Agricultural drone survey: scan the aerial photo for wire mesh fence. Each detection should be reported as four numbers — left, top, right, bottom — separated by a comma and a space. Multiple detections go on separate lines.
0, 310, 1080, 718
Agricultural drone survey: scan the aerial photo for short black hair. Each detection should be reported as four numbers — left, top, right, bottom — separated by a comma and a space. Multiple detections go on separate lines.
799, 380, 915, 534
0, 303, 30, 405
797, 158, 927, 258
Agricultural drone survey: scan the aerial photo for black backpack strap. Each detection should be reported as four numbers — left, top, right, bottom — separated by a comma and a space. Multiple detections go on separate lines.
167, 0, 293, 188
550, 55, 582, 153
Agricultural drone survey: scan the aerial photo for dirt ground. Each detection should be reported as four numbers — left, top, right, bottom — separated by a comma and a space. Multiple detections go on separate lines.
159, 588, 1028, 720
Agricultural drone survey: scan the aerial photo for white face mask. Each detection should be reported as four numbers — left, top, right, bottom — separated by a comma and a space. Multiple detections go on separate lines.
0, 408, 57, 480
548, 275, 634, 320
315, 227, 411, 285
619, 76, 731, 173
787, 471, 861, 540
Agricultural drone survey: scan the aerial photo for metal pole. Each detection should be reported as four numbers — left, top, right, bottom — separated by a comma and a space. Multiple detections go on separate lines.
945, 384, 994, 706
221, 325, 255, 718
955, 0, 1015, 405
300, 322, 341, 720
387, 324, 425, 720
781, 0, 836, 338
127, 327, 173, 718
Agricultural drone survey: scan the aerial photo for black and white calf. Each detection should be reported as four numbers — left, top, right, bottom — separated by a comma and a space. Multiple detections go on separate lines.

-=-=-

# [GIVEN TASK]
Print all of the rows above again, word for word and in the same order.

# [REPLY]
Agricultural drone survey: scan the aerial photo for wire mesh fence. Each detection should be reported as four numbers — left, top, right, bottom — separated by a comma and a space. Multiple detections go on separate lines.
0, 310, 1080, 718
Agricultural drone survey: scan the aerial photo for short black hair. Each detection should be reported as four numbers — left, top, right, bottom — separated by a comma and a space. Multiple detections go on separate lines.
799, 380, 915, 534
0, 303, 30, 405
797, 158, 927, 258
Agricultural drone survey: scan the aerial photo for black backpack strap. Each detection should be reported as four numbers — left, top, right, bottom — separated by a comma and a space. Multiple detections go on separate lines.
167, 0, 293, 188
550, 55, 582, 153
Agricultural drone survey: scan the aerial photo for dirt ground. Each detection should be reported as four numbers — left, top, right, bottom — separated by a comma and a space. Multiple detections go on separate lines.
159, 588, 1028, 720
Agricultural drone survey: scan the aerial photo for white face mask. Each detection should be reported as four numbers — left, top, right, bottom — separated by a comma and a space. Multiple detections go on separate lines.
0, 408, 57, 480
548, 275, 634, 320
315, 227, 411, 285
619, 76, 731, 173
787, 471, 861, 540
Agricultural drone survey: scan the aerial photo for metal pole. Each detection should be reported as four numbers — left, top, right, bottom — separated by a comma and a space. Multiple detections go on separate lines.
945, 384, 994, 706
221, 325, 255, 718
955, 0, 1015, 405
300, 322, 341, 720
387, 324, 425, 720
781, 0, 836, 338
127, 327, 173, 718
Agricultural drone survey: scan the aerial photo for black and white calf. Each detection should be reported as four numbers — left, top, right, bottom — separated by a comma and a space. Multiple detections go on separate lines.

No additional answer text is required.